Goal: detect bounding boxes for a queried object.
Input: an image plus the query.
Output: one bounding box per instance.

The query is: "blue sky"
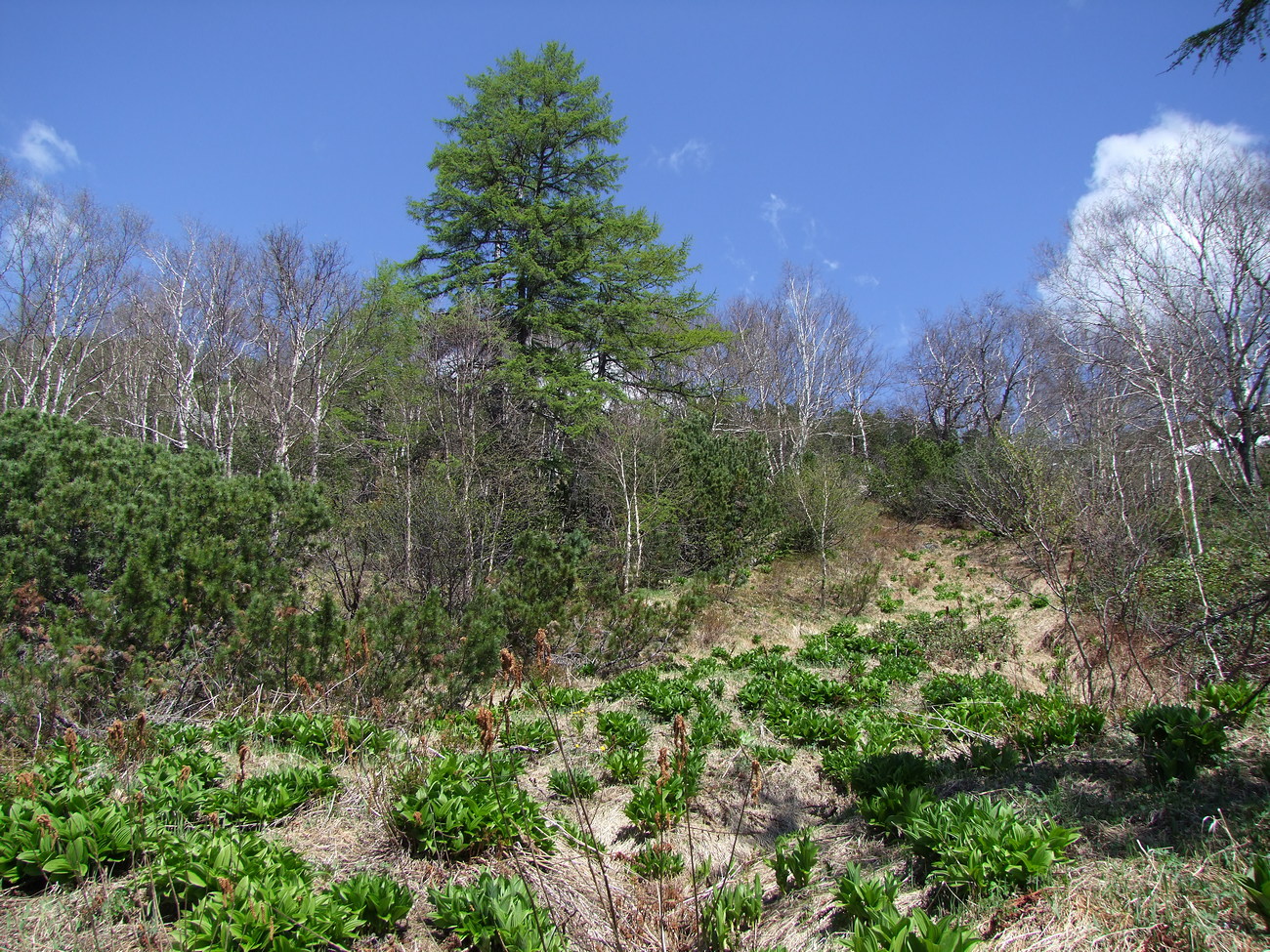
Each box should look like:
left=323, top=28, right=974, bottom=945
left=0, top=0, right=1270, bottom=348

──────────────────────────────

Task statement »
Reproduce all lines of the rows, requests included, offsetting each bounding-box coordinate in the answers by -85, and omit the pictures.

Exercise solution »
Goal: detect bounding boxes for a queried object.
Input: an image plus the query.
Output: one bounding box per instance.

The query is: "blue sky"
Each box should look like:
left=323, top=28, right=974, bottom=945
left=-85, top=-85, right=1185, bottom=263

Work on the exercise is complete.